Federal injunction demand gives Pittsburgh newspaper strikers a win
CWA Post-Gazette strikers celebrated the NLRB action to enforce the law and protect their rights. | CWA

PITTSBURGH—Almost 22 months after the right-wing owners of the Pittsburgh Post-Gazette forced the Pittsburgh News Guild and five other unions to strike, workers won a key point when the National Labor Relations Board wielded its strongest cudgel against the law-breaking bosses: An injunction demand in federal court ordering them to immediately take the workers back and make them whole.

The board’s 10(j) injunction demand covers cases where such a court order is “needed to protect the process of collective bargaining and employee rights under the [National Labor Relations] Act and to ensure that Board decisions will be meaningful,” the NLRB’s injunction says.

- - - -

→ **What you will do**:
A. Quote the article on the Post-Gazette strike verbatim, starting with "PITTSBURGH—Almost 22 months" and going on through "NLRB’s injunction says.".
B. Write the next part of the article on the Post-Gazette strike, picking up after its final sentence.

- - - -

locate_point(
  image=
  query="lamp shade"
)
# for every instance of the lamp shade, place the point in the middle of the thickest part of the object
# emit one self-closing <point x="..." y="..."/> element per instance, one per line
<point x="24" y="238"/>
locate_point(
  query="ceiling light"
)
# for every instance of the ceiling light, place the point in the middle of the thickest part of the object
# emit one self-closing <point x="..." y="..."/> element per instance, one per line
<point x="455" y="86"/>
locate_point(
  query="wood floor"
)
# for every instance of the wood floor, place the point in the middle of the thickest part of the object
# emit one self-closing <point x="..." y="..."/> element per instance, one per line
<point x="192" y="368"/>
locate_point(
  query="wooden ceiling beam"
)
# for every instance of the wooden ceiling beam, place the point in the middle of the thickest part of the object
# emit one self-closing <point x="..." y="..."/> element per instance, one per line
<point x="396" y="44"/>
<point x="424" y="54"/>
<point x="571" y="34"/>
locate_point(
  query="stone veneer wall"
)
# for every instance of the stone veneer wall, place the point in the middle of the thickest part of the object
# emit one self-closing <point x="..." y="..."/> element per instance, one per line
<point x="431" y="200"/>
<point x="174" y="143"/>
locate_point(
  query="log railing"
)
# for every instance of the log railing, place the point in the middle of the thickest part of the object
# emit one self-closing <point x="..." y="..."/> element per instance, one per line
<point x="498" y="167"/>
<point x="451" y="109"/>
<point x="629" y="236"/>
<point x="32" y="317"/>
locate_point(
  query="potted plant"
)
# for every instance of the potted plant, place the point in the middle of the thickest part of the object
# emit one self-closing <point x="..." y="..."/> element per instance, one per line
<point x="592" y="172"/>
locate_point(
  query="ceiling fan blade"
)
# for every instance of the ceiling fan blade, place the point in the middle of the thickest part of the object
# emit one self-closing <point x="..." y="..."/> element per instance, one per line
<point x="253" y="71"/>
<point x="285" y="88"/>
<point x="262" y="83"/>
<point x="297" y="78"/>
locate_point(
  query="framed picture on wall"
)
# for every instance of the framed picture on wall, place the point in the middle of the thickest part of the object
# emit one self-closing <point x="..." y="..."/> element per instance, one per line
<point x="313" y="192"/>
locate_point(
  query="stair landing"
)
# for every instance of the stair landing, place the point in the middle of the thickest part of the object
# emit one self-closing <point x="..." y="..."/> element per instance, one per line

- - - -

→ **Answers to each task**:
A.
PITTSBURGH—Almost 22 months after the right-wing owners of the Pittsburgh Post-Gazette forced the Pittsburgh News Guild and five other unions to strike, workers won a key point when the National Labor Relations Board wielded its strongest cudgel against the law-breaking bosses: An injunction demand in federal court ordering them to immediately take the workers back and make them whole.

The board’s 10(j) injunction demand covers cases where such a court order is “needed to protect the process of collective bargaining and employee rights under the [National Labor Relations] Act and to ensure that Board decisions will be meaningful,” the NLRB’s injunction says.

B.
The board has sought only four such injunctions this year. They’re sought and granted only where there would be “irreparable harm” to the workers without such a federal court order.

The rarely used injunction demand comes when traditional NLRB pro-worker remedies for bosses’ labor law-breaking don’t solve the problem, don’t get the workers back to work, and don’t deter the bosses from continuing to break the law in their union-busting efforts.

That’s the case in Pittsburgh, where the Block brothers, owners of the paper, rejected an NLRB administrative law judge’s order early last year to stop breaking the law by unilaterally cutting off health care benefits. First, the brothers tried to impose a premium increase and refused to bargain with the unions which represent the paper’s workers about that move. They also froze or cut pay. And they reduced vacation benefits for News Guild of Pittsburgh members.

All that has forced the workers to walk picket lines in the longest strike in Pittsburgh history and the longest newspaper strike in decades.

If a U.S. District Court judge in Western Pennsylvania approves the injunction demand, at least 60 current workers, the Guild members, would get their jobs back. And all forced-out workers would get their health care expenses paid—if the Blocks obey the judge. The Blocks defied the NLRB’s administrative law judge last year, though, illustrating the weakness of U.S. labor law.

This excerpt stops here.